Reproduce the listing below verbatim.

======

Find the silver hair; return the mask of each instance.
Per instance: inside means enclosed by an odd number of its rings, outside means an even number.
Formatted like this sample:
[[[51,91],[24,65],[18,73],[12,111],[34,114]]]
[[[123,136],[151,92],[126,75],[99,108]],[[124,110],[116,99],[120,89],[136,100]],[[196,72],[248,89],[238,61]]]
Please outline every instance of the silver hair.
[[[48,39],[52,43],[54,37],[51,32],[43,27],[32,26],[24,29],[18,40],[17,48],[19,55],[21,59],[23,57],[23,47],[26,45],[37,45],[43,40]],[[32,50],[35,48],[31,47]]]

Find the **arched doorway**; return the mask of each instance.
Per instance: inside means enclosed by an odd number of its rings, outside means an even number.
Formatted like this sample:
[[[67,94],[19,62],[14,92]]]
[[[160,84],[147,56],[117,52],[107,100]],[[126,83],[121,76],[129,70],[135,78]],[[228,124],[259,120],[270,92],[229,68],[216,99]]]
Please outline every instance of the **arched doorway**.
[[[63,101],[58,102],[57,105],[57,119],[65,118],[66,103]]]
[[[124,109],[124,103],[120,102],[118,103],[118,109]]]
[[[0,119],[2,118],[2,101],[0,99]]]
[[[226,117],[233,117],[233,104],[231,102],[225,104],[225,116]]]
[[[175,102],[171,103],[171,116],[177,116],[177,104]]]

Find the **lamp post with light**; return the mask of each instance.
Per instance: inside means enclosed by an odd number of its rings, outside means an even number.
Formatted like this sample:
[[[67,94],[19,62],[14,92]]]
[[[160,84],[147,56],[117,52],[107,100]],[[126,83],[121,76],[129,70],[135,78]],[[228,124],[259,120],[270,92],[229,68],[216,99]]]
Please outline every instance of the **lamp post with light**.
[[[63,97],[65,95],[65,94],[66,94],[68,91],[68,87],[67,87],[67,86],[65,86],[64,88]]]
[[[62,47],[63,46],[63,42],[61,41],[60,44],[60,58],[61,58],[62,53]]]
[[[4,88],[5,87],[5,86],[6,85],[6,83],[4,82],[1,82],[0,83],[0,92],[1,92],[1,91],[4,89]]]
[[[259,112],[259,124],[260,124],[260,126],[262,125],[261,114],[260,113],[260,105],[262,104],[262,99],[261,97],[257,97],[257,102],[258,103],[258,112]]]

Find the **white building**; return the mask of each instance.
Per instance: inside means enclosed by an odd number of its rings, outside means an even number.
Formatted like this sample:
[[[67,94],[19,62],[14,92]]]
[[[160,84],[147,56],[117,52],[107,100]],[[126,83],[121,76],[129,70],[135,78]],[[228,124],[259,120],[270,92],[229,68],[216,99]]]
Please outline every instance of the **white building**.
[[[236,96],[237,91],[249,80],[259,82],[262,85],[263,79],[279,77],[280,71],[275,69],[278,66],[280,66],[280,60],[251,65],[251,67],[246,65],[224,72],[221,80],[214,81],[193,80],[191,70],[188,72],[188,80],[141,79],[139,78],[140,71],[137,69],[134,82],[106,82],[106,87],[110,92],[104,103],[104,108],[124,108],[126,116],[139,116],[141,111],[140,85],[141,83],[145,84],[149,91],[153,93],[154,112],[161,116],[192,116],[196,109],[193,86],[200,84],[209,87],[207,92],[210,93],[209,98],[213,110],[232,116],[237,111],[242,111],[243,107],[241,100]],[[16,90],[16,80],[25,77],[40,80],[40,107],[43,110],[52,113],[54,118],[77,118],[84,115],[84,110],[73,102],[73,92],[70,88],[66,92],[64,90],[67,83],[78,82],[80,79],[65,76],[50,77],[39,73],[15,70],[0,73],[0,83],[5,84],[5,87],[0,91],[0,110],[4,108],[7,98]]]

======

* _Exercise answer_
Find the silver hair; return the mask of each instance.
Per instance: inside means enclosed by an odd number of its rings, outside means an even number.
Formatted like this sample:
[[[51,91],[24,65],[18,73],[12,111],[34,114]]]
[[[123,136],[151,92],[126,75],[99,108]],[[124,110],[116,99],[120,89],[136,100]],[[196,72],[248,89],[238,61]]]
Please outline every instance of the silver hair.
[[[48,39],[52,43],[54,37],[51,32],[43,27],[32,26],[24,29],[18,40],[17,48],[19,55],[21,59],[23,57],[23,47],[26,45],[37,45],[43,40]],[[32,50],[35,48],[31,47]]]

Find the **arched doorway**; return the mask of each instance.
Per instance: inside means enclosed by an odd number of its rings, outside means an even number.
Formatted like this sample:
[[[67,94],[19,62],[14,92]]]
[[[160,84],[147,56],[117,52],[107,100]],[[126,83],[121,76],[129,70],[135,78]],[[228,124],[259,120],[270,92],[229,68],[216,99]]]
Please outline every instance of the **arched doorway**.
[[[63,101],[58,102],[57,105],[57,119],[65,118],[66,103]]]
[[[124,109],[124,103],[120,102],[118,103],[118,109]]]
[[[0,119],[2,118],[2,101],[0,99]]]
[[[226,117],[233,117],[233,104],[231,102],[225,104],[225,116]]]
[[[175,102],[171,103],[171,116],[177,116],[177,104]]]

Find the **lamp post with light**; return the mask of each instance.
Per instance: inside means enclosed by an odd number of its rings, outside means an even number.
Formatted like this sample:
[[[67,94],[19,62],[14,92]]]
[[[160,84],[147,56],[117,52],[107,100]],[[126,83],[121,76],[129,70],[135,78]],[[228,124],[259,120],[270,92],[229,68],[216,99]]]
Please outline every instance of the **lamp post with light**.
[[[63,97],[65,95],[65,94],[66,94],[68,91],[68,87],[67,87],[67,86],[65,86],[64,88]]]
[[[62,47],[63,46],[63,42],[61,41],[60,44],[60,58],[61,58],[62,53]]]
[[[4,88],[5,87],[5,86],[6,85],[6,83],[4,82],[1,82],[0,83],[0,92],[1,92],[1,91],[4,89]]]
[[[259,112],[259,124],[260,124],[260,126],[262,125],[261,114],[260,113],[260,105],[262,104],[262,99],[261,97],[257,97],[257,102],[258,103],[258,112]]]

Find the **white building**; return the mask of each instance.
Per instance: inside means enclosed by an odd number of its rings, outside means an even number.
Formatted like this sample:
[[[67,94],[19,62],[14,92]]]
[[[160,84],[147,56],[117,52],[107,100]],[[126,83],[121,76],[129,70],[135,78]],[[228,124],[259,120],[270,92],[229,68],[216,99]]]
Please outline every instance of the **white building**.
[[[236,96],[237,91],[249,80],[259,82],[262,85],[263,79],[279,77],[280,71],[275,69],[278,66],[280,66],[280,60],[251,65],[251,67],[246,65],[224,72],[221,80],[214,81],[193,80],[191,70],[188,72],[188,80],[141,79],[139,78],[140,71],[137,69],[134,82],[106,82],[106,87],[110,92],[104,103],[104,108],[124,108],[126,116],[139,116],[141,111],[140,85],[141,83],[145,84],[149,91],[153,93],[154,112],[161,116],[192,116],[196,109],[193,86],[200,84],[209,87],[207,92],[210,93],[209,98],[213,110],[232,116],[237,111],[242,111],[243,107],[241,100]],[[16,90],[16,80],[25,77],[40,80],[40,107],[43,110],[52,113],[54,118],[77,118],[84,115],[84,110],[73,102],[73,92],[70,88],[66,92],[64,90],[67,83],[78,82],[80,79],[65,76],[50,77],[39,73],[15,70],[0,73],[0,83],[5,84],[5,87],[0,91],[0,110],[4,108],[7,98]]]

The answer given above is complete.